## BEGIN Data supplied

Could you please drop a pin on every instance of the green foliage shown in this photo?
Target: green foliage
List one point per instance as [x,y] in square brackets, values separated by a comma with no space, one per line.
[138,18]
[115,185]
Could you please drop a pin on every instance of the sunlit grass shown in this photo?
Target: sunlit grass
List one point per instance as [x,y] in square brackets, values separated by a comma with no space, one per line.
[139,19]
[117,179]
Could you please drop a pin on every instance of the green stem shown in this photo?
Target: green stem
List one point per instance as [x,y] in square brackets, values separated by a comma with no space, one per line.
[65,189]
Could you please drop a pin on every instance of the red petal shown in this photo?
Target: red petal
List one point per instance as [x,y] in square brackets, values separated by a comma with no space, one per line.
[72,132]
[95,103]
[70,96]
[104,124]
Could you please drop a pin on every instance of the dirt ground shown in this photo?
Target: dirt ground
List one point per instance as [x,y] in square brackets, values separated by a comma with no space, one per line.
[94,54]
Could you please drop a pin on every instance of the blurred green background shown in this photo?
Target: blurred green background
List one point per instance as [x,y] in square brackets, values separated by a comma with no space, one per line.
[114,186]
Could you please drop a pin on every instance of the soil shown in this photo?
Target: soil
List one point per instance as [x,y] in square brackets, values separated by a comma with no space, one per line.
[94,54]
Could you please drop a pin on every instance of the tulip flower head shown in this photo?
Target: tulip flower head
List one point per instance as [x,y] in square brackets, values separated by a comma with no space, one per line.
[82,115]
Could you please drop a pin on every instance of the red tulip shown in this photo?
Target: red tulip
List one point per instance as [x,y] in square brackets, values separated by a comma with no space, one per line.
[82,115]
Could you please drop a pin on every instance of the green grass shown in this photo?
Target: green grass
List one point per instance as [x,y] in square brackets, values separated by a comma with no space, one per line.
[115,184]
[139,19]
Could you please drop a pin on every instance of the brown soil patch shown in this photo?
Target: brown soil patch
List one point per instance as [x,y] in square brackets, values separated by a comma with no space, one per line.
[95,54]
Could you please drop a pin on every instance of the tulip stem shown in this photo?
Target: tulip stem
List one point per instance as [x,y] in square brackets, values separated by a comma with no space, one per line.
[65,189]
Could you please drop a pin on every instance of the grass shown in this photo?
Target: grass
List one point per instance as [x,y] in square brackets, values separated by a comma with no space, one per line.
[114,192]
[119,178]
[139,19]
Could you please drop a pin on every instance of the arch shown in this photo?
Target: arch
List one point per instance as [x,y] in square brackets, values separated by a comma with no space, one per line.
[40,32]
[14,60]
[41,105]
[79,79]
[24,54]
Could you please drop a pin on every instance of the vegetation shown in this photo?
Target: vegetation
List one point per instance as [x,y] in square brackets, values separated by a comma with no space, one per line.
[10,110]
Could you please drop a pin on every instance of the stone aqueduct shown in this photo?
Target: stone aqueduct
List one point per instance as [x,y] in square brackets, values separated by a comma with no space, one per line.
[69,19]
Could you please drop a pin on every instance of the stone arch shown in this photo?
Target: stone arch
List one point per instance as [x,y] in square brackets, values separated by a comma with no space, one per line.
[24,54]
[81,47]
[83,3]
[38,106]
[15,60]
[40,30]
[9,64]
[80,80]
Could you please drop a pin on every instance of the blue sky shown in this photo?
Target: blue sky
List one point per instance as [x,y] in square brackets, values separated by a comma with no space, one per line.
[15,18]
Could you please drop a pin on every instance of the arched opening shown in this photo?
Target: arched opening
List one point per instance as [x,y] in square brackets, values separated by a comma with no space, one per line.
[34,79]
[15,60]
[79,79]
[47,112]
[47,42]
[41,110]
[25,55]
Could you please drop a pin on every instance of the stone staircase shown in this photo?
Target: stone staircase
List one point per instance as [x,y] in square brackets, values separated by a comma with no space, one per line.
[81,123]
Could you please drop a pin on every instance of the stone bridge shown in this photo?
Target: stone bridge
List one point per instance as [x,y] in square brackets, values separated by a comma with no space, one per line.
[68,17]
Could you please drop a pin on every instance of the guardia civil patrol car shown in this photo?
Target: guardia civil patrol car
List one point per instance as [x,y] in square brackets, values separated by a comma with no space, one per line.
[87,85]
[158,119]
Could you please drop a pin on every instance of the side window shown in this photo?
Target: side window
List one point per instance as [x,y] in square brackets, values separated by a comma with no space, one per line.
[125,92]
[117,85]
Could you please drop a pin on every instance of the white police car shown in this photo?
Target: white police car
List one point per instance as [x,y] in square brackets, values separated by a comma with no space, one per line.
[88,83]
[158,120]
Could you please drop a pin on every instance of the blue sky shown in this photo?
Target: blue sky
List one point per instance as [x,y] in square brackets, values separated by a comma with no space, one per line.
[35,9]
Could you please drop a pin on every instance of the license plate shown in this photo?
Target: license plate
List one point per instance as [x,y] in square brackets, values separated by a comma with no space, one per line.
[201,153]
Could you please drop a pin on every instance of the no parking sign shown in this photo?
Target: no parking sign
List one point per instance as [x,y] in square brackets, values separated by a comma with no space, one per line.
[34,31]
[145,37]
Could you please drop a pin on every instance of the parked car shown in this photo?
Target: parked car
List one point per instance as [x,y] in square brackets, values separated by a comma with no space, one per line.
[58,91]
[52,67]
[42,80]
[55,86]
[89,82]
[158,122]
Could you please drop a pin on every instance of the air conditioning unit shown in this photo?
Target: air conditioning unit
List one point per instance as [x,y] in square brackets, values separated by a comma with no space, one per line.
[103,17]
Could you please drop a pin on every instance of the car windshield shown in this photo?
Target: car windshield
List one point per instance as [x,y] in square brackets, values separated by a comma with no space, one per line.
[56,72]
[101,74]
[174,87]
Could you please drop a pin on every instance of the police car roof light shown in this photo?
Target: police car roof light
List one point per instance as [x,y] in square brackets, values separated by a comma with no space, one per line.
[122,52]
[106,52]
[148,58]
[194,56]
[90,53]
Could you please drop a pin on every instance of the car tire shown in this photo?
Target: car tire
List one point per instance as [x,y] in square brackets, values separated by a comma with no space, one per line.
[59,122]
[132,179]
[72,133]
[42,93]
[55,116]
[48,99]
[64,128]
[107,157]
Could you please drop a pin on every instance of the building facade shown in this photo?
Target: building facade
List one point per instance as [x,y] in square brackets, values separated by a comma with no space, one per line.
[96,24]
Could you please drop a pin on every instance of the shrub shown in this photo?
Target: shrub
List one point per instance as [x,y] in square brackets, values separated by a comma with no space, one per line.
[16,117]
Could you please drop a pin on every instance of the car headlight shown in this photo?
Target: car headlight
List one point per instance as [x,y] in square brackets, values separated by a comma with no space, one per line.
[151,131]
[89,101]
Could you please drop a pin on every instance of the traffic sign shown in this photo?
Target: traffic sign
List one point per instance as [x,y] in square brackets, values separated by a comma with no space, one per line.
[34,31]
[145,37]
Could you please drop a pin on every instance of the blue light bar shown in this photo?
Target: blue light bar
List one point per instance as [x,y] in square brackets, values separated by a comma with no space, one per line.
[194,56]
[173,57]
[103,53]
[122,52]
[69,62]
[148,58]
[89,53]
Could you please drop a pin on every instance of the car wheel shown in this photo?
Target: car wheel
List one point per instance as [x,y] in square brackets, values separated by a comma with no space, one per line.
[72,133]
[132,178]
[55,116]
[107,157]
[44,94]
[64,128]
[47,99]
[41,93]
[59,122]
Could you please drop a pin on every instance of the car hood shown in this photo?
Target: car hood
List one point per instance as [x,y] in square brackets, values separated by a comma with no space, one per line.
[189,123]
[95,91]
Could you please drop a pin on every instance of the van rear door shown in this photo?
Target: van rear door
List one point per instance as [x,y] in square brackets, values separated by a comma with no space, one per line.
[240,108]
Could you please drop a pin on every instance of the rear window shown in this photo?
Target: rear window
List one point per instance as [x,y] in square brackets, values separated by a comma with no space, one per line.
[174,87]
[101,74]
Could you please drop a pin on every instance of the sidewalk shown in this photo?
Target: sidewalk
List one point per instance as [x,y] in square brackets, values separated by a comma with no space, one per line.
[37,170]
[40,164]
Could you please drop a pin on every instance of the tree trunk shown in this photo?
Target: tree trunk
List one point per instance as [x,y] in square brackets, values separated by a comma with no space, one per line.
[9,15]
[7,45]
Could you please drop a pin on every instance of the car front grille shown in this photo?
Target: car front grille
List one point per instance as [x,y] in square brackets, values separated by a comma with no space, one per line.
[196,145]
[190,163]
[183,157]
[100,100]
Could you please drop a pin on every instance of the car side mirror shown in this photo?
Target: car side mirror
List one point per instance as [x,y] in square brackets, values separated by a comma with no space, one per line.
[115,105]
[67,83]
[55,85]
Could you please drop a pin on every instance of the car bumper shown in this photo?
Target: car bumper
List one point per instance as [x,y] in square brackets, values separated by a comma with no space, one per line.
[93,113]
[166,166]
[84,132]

## END Data supplied

**Written request**
In the listing above, find the line containing "sidewalk shown in this photo?", then reproduce it and each line after it through the end, exactly and with nothing added.

**Written response**
Could you please drop a pin on every instance of the sidewalk shown in this photo?
Target: sidewalk
List one point per instance as [x,y] in square brackets, values separated by a comma with no space, one per line.
[37,170]
[40,164]
Could you please drop a pin on every instance of the tree trunk shown in this photo?
Target: tree trunk
List one point per instance as [x,y] in square brackets, values separated by a comma with no space, one per line.
[9,15]
[7,45]
Could you please drop a pin on every instance of the car front grille shown in this photo?
Target: car front grille
List one point per instance as [x,y] in square brackets, values separated by a comma with no space, one per line.
[196,145]
[190,163]
[183,157]
[100,100]
Could you please drop a pin on every instance of the car side mirror shown in this photo?
Target: car side mirror
List one point per instance as [x,y] in square brackets, values separated by a comma with no space, one per line.
[115,105]
[67,83]
[55,85]
Could you please drop a pin on every instance of the car bumper shown in this photo?
Target: car bumper
List one point per instance as [x,y] in square brackets, values separated by a comma with no space, one per line.
[93,113]
[166,166]
[84,132]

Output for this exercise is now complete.